» Goal: Write out the listing beneath this instruction in its entirety, exactly as it reads.

» Exercise materials:
########################################

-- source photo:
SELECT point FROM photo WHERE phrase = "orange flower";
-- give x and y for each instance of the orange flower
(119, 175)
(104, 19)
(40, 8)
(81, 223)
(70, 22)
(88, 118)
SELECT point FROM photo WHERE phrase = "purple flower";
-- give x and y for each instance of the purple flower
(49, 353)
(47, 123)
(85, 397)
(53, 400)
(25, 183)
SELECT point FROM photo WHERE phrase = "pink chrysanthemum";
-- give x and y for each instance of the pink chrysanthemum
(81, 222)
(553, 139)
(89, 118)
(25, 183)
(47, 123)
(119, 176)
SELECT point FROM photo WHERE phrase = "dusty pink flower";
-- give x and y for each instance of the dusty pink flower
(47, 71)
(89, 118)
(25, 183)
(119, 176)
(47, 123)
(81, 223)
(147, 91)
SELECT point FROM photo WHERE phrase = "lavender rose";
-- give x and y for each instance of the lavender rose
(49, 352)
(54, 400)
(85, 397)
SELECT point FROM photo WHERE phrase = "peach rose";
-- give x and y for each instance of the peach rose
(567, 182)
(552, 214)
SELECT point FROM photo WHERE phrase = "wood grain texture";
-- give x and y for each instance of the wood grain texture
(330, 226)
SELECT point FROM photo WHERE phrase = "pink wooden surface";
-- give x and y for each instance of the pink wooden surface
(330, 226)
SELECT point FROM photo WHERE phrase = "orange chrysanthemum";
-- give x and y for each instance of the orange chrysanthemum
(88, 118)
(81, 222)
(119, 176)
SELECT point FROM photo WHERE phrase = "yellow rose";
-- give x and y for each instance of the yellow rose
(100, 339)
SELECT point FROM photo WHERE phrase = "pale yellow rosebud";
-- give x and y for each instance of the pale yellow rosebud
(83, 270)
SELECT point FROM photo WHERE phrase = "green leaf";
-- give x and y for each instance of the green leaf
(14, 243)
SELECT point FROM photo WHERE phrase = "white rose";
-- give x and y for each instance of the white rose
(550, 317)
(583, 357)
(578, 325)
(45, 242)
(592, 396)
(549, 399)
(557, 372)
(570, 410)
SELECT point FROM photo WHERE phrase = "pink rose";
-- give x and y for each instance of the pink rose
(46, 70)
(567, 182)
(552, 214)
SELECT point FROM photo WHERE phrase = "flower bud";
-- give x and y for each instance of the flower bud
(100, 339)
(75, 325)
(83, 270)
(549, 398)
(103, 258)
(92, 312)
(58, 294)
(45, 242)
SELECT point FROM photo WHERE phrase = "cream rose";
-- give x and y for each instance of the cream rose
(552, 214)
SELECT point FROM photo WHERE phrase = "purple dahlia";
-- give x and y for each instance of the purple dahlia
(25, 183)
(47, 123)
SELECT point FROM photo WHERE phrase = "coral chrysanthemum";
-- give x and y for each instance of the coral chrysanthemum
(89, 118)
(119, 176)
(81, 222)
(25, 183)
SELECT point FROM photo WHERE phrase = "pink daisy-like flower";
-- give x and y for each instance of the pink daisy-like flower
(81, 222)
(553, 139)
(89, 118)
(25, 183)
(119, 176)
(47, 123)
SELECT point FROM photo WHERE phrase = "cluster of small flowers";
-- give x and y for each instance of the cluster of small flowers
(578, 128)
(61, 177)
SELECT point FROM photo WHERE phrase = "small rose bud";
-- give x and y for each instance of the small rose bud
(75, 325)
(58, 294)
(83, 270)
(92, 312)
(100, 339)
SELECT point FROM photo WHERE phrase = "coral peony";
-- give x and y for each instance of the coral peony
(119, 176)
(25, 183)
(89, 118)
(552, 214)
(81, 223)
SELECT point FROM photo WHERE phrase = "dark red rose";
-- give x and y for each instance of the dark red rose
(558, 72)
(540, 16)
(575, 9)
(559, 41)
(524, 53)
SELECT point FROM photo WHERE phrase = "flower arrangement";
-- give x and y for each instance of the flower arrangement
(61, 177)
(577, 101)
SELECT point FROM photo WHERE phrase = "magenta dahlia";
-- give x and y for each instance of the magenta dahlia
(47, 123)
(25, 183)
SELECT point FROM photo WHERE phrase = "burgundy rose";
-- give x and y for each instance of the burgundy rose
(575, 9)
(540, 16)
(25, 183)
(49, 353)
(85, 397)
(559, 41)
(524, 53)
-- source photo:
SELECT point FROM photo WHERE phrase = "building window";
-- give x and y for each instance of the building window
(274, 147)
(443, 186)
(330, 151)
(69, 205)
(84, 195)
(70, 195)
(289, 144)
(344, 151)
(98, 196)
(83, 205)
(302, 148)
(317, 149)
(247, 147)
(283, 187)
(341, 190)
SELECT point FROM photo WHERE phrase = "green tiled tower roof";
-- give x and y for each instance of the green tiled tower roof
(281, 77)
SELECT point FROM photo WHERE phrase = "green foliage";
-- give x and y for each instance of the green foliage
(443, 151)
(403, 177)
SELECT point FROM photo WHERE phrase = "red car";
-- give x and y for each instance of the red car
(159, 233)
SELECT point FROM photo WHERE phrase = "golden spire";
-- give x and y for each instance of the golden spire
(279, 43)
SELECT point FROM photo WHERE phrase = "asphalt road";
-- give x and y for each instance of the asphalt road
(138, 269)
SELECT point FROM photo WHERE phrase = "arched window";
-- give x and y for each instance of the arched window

########################################

» Finished answer:
-- source photo:
SELECT point FROM photo WHERE phrase = "orange flower";
-- give x and y for each instance of the orange flower
(119, 175)
(104, 19)
(40, 8)
(81, 223)
(70, 22)
(88, 118)
SELECT point FROM photo WHERE phrase = "purple flower";
-- give x and y for each instance of the purple flower
(49, 353)
(47, 123)
(85, 397)
(53, 400)
(25, 183)
SELECT point FROM photo WHERE phrase = "pink chrysanthemum";
-- give x and y for each instance of the pink chrysanthemum
(81, 222)
(553, 139)
(89, 118)
(25, 183)
(47, 123)
(119, 176)
SELECT point FROM photo WHERE phrase = "dusty pink flower";
-- give x and y for each instance of the dusty pink flower
(47, 71)
(89, 118)
(25, 183)
(119, 176)
(47, 123)
(81, 223)
(147, 91)
SELECT point FROM photo WHERE phrase = "lavender rose";
-- give x and y for each instance of the lavender rose
(49, 352)
(54, 400)
(85, 397)
SELECT point FROM photo WHERE phrase = "peach rose";
-- give x and y for each instance of the peach rose
(567, 182)
(552, 214)
SELECT point FROM photo WHERE phrase = "wood grain texture";
-- give x and y for each instance of the wood grain texture
(330, 226)
SELECT point FROM photo WHERE phrase = "pink wooden surface";
-- give x and y for each instance of the pink wooden surface
(330, 226)
SELECT point FROM photo WHERE phrase = "orange chrysanthemum";
-- give x and y for each instance of the orange chrysanthemum
(88, 118)
(81, 222)
(119, 176)
SELECT point FROM photo WHERE phrase = "yellow rose";
-- give x and y for each instance of the yellow rose
(100, 339)
SELECT point FROM photo WHERE phrase = "pale yellow rosebud";
-- give x and y for each instance of the pale yellow rosebud
(83, 270)
SELECT point FROM photo WHERE phrase = "green leaf";
-- give x and y for each instance of the green leaf
(14, 243)
SELECT point FROM photo WHERE phrase = "white rose";
-- give x and y for each instance of the white rose
(550, 317)
(583, 357)
(578, 325)
(45, 242)
(592, 396)
(549, 399)
(557, 372)
(570, 410)
SELECT point FROM photo WHERE phrase = "pink rose";
-- give x and y for each instance of the pink rose
(46, 70)
(567, 182)
(552, 214)
SELECT point FROM photo WHERE phrase = "flower bud";
-- give x and y for each instance of the flower bud
(100, 339)
(75, 325)
(83, 270)
(549, 398)
(103, 258)
(92, 312)
(58, 294)
(45, 242)
SELECT point FROM photo WHERE phrase = "cream rose";
-- give x and y for each instance of the cream rose
(552, 214)
SELECT point FROM photo WHERE phrase = "purple dahlia";
-- give x and y for each instance of the purple dahlia
(25, 183)
(47, 123)
SELECT point FROM photo WHERE phrase = "coral chrysanthemum";
-- give x and y for each instance of the coral chrysanthemum
(89, 118)
(119, 176)
(81, 222)
(25, 183)
SELECT point FROM photo WHERE phrase = "pink daisy-like flower";
-- give x and y for each instance of the pink daisy-like flower
(81, 222)
(553, 139)
(89, 118)
(25, 183)
(119, 176)
(47, 123)
SELECT point FROM photo WHERE phrase = "cluster of small flowers";
-- give x and y for each instance of the cluster of small flowers
(578, 128)
(61, 177)
SELECT point FROM photo WHERE phrase = "small rose bud";
-- give x and y for each instance of the small rose bud
(75, 325)
(58, 294)
(83, 270)
(92, 312)
(100, 339)
SELECT point FROM photo WHERE phrase = "coral peony";
-- give x and y for each instance of the coral peony
(119, 176)
(25, 183)
(89, 118)
(552, 214)
(81, 223)
SELECT point FROM photo WHERE phrase = "dark red rose";
-- give x and y for each instance of the dark red rose
(558, 72)
(540, 16)
(575, 9)
(559, 41)
(524, 53)
SELECT point FROM photo WHERE phrase = "flower arrangement";
-- give x and y for each instance of the flower arrangement
(61, 177)
(577, 101)
SELECT point FROM photo WHERE phrase = "magenta dahlia";
-- give x and y for each instance of the magenta dahlia
(47, 123)
(25, 183)
SELECT point FROM photo WHERE phrase = "burgundy rose";
-- give x and y for each instance of the burgundy rose
(575, 9)
(540, 16)
(25, 183)
(49, 353)
(85, 397)
(559, 41)
(524, 53)
-- source photo:
SELECT point FROM photo WHERE phrase = "building window";
-- give x and y for each instance of the building window
(274, 147)
(443, 186)
(330, 151)
(69, 205)
(84, 195)
(70, 195)
(289, 144)
(344, 151)
(98, 196)
(83, 205)
(302, 148)
(317, 149)
(247, 147)
(283, 187)
(341, 190)
SELECT point FROM photo WHERE phrase = "green tiled tower roof";
-- give x and y for each instance of the green tiled tower roof
(281, 77)
SELECT point FROM photo WHERE phrase = "green foliage";
-- give x and y for each instance of the green foliage
(443, 151)
(403, 177)
SELECT point FROM photo WHERE phrase = "red car";
-- give x and y for each instance of the red car
(159, 233)
SELECT point FROM photo WHERE phrase = "golden spire";
-- give x and y for each instance of the golden spire
(279, 43)
SELECT point FROM photo WHERE phrase = "asphalt road";
-- give x and y for each instance of the asphalt road
(138, 269)
SELECT point FROM photo WHERE phrase = "arched window";
-- give x and y for each instance of the arched window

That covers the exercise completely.